Data for the task:
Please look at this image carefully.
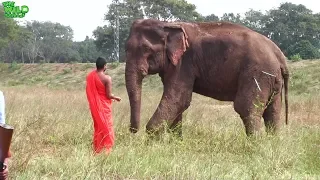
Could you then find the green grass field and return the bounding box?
[0,61,320,180]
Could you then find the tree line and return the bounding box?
[0,0,320,63]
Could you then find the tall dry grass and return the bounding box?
[1,61,320,180]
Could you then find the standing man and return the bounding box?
[86,57,121,154]
[0,91,10,180]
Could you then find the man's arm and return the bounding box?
[105,76,121,101]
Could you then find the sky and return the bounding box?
[11,0,320,41]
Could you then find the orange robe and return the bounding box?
[86,70,114,153]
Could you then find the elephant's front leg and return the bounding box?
[146,85,192,135]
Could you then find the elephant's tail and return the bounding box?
[281,67,289,124]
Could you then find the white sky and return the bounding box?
[12,0,320,41]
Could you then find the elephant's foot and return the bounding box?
[241,115,261,137]
[169,114,183,141]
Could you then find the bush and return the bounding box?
[287,40,320,59]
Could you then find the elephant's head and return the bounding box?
[125,19,189,133]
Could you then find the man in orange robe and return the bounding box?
[86,57,121,153]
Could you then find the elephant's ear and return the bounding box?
[164,24,189,66]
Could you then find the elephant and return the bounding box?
[125,19,289,136]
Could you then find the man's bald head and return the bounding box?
[96,57,107,70]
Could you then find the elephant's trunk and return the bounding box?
[125,64,143,133]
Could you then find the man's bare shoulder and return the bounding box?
[103,74,111,84]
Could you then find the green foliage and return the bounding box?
[0,0,320,63]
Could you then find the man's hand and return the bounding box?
[114,96,121,102]
[0,163,9,180]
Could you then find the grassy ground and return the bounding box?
[0,61,320,179]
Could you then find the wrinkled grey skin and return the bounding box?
[125,19,289,136]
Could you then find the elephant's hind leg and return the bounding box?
[234,74,269,136]
[263,90,281,133]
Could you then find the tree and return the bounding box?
[27,21,73,62]
[263,3,320,56]
[0,6,19,58]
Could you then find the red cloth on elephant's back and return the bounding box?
[86,70,114,153]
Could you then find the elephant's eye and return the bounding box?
[142,45,151,51]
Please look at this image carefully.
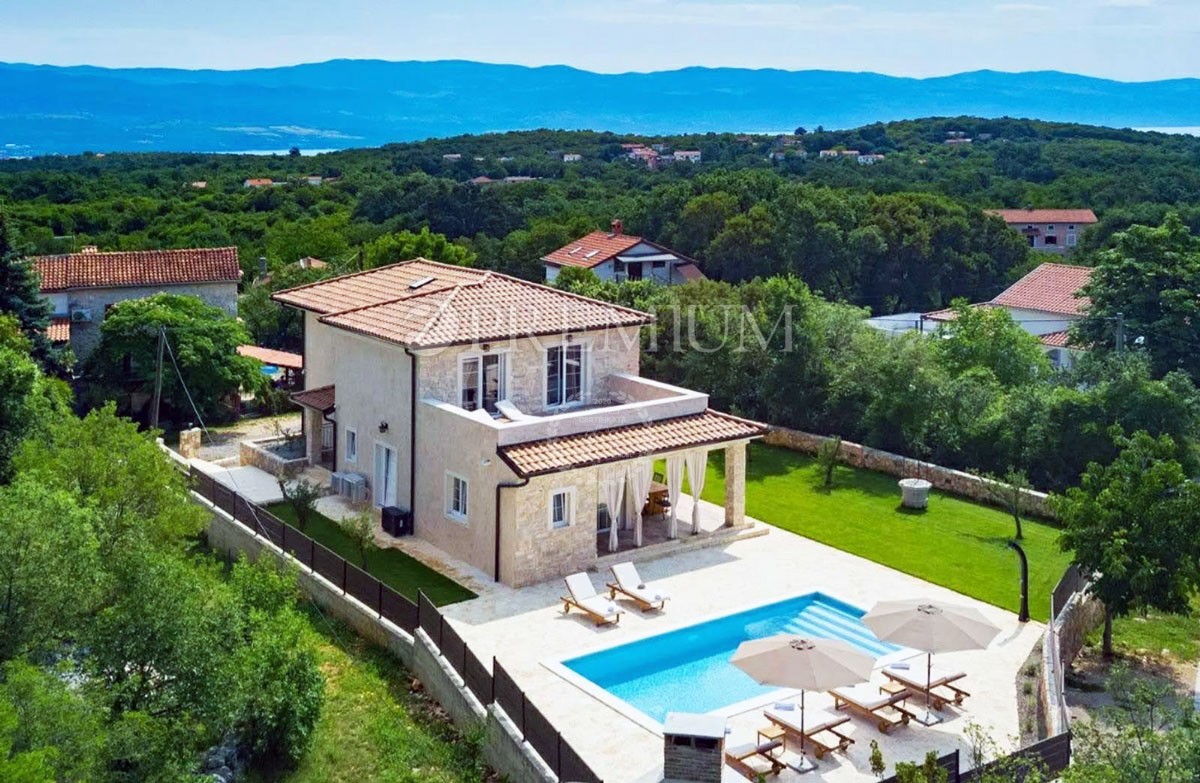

Directive:
Rewrite all of the data above, replacing "bounding box" with "box coordinates" wherever it occurs and changing nothing else. Leave the pictures out of your answer.

Expected answer:
Please look at this image carefully.
Could you then find the green grass field and return the box coordinates?
[0,61,320,180]
Could you then find the tree line and return the box coordinates?
[0,0,320,63]
Could you then find the tall dry grass and return the box coordinates?
[1,61,320,180]
Could you then find the standing man and return the box coordinates?
[86,57,121,154]
[0,91,10,180]
Could you then find the man's arm and return the box coordinates?
[105,76,121,101]
Could you then find the sky and return the box coordinates?
[11,0,320,41]
Could you then find the orange robe and return the box coordinates?
[86,70,114,153]
Could you then find the elephant's front leg and return the box coordinates?
[146,85,192,135]
Could you then find the elephant's tail and return the box coordinates?
[281,67,289,124]
Could you then find the white sky and return the box coordinates?
[12,0,320,41]
Could you then find the elephant's foot and return the box coordinates?
[241,115,261,137]
[169,114,183,141]
Could you then find the bush and return the box coordinates?
[287,40,320,59]
Could you then find the elephant's head and return the box coordinates?
[125,19,189,133]
Could you then find the man in orange robe and return the box coordinates?
[86,57,121,153]
Could you then find the elephant's ear and return the box coordinates?
[164,24,189,66]
Could you then find the elephant and return the box coordinates?
[125,19,289,136]
Could you then find the man's bald head and return the box coordinates?
[96,57,107,70]
Could you then find the elephant's trunk and return the box coordinates?
[125,64,143,133]
Could you then find the man's bare shoulder and return the box coordinates?
[103,74,111,84]
Could you then find the green foliage and return the box coordinates?
[0,0,320,63]
Could you then find the man's hand and return the box coordinates?
[114,96,121,102]
[0,163,9,180]
Could you then find the grassy ground and return the box coordinates?
[0,61,320,179]
Could you then find the wrinkled grey skin and return the box coordinates?
[125,19,289,136]
Could you then find the elephant's hind leg and return the box coordinates?
[234,74,269,136]
[263,90,281,133]
Could you then find the tree and return the box coordinates?
[27,21,73,62]
[263,3,320,56]
[0,6,19,58]
Could you then find the red cloth on elephant's back and return the box coordinates?
[86,70,114,153]
Could you then find the elephant's eye and return the box coordinates?
[142,45,151,51]
Please look at this image carefully.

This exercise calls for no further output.